-- Excerpted text follows --

When the Gods Are Angry

When the Gods Are Angry April 19, 2016

storm

 

As thunderstorms rumble over the house this morning, I think it’s no wonder primitive people believed the gods were angry and sought ways to appease them.

How can we get Zeus to stop hurling thunderbolts at us?!

Anything they couldn’t explain – which was most things, at the time – they attributed to the gods.

We still do.

Sure, we have a longer list of things we can explain, like the weather. We know what causes most illnesses. We know how babies are conceived.

We just don’t always know why things happen.

Why a tornado destroys one family’s home and not the one next door.

Why an illness kills one person and not another, or strikes someone healthy and not someone frail.

Why one child is autistic and others aren’t.

We keep asking the age-old question: Why do bad things happen to good people? Even when we have scientific explanations, we wonder whether the challenges of life are really necessary.

How can we get Zeus to stop hurling thunderbolts at us?!

You’ll hear people call it God’s will or say God is testing us.

If we can’t keep these things from happening, then at least we want them to make sense!

What meaning can we give to life’s difficulties?

 

ANSWERING THE BIG QUESTIONS

The world’s religions developed partly to answer that question.

-- Excerpted text concluded --

* _Work instruction 1_
Please transcribe the passage on angry gods from "Why an illness" up to and including "is testing us.".
* _Work instruction 2_
In the passage on angry gods, what age-old question do we keep asking?
The items are not needed for this.

-- Extracted data follows --

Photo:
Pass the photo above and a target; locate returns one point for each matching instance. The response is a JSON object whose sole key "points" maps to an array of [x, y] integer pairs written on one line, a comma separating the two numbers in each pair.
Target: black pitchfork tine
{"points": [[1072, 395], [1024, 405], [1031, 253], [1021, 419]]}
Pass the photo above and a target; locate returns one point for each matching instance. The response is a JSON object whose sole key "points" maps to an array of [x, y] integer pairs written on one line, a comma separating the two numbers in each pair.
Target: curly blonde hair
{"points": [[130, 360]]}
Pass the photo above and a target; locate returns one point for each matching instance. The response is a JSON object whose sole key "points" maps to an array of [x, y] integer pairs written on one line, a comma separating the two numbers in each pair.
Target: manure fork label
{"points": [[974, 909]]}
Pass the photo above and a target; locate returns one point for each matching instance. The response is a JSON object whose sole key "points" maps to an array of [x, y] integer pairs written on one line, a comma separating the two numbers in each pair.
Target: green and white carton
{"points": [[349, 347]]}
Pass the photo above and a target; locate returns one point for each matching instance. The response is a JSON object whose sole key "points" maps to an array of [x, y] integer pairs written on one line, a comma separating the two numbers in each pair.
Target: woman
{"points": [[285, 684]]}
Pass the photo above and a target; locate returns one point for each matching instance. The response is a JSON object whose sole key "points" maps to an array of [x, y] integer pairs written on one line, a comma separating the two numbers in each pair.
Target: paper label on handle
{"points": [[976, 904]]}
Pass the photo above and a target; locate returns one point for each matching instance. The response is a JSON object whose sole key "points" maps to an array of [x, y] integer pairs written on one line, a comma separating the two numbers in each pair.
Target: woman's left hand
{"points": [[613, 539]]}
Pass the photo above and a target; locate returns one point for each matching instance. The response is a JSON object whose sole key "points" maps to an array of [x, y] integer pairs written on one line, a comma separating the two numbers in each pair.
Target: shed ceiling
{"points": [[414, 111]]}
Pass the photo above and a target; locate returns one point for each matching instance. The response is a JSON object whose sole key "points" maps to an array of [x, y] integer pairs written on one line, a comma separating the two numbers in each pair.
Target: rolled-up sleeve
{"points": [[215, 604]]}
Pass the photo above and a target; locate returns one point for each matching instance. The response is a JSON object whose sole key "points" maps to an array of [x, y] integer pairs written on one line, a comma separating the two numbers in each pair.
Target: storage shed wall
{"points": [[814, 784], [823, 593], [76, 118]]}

-- Extracted data concluded --

* _Problem solution 1_
Why an illness kills one person and not another, or strikes someone healthy and not someone frail.

Why one child is autistic and others aren’t.

We keep asking the age-old question: Why do bad things happen to good people? Even when we have scientific explanations, we wonder whether the challenges of life are really necessary.

How can we get Zeus to stop hurling thunderbolts at us?!

You’ll hear people call it God’s will or say God is testing us.

* _Problem solution 2_
Why do bad things happen to good people?